What you need to do → Repeat the lines of the data exactly, from the first one through the one that contains "For every instance of the wooden".

Natural language region descriptions →
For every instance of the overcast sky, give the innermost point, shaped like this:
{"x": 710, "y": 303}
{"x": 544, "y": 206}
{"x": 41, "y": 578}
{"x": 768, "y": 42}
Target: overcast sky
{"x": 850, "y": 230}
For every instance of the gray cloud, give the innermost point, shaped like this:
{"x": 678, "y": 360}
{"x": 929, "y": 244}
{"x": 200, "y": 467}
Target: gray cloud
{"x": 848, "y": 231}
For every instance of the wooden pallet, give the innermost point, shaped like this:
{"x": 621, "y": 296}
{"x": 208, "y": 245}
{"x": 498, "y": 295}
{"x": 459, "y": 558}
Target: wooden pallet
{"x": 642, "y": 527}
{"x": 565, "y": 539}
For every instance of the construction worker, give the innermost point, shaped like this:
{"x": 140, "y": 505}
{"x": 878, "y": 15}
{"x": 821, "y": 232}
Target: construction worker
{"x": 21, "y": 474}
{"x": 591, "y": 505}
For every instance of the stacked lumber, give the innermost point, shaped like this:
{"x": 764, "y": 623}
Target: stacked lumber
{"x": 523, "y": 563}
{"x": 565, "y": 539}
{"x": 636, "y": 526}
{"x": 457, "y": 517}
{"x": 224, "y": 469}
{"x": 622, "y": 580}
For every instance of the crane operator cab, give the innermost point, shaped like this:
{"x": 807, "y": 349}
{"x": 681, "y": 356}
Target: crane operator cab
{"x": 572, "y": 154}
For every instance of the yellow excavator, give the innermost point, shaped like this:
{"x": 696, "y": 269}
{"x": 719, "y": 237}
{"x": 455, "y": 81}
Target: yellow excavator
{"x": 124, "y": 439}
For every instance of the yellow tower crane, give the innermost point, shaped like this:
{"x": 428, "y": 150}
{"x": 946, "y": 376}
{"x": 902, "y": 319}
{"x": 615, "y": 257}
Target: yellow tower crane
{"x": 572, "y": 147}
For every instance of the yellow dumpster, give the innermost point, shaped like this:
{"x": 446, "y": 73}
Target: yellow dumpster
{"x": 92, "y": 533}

Answer section →
For every instance of the overcast sky, give the innermost point, shaped like this:
{"x": 710, "y": 303}
{"x": 544, "y": 206}
{"x": 41, "y": 578}
{"x": 768, "y": 42}
Target: overcast sky
{"x": 850, "y": 230}
For every instance of the gray cloud, give the innermost point, shaped like this:
{"x": 678, "y": 360}
{"x": 929, "y": 244}
{"x": 200, "y": 467}
Target: gray cloud
{"x": 848, "y": 231}
For every instance of the wooden pallet, give the innermost point, shaped like this:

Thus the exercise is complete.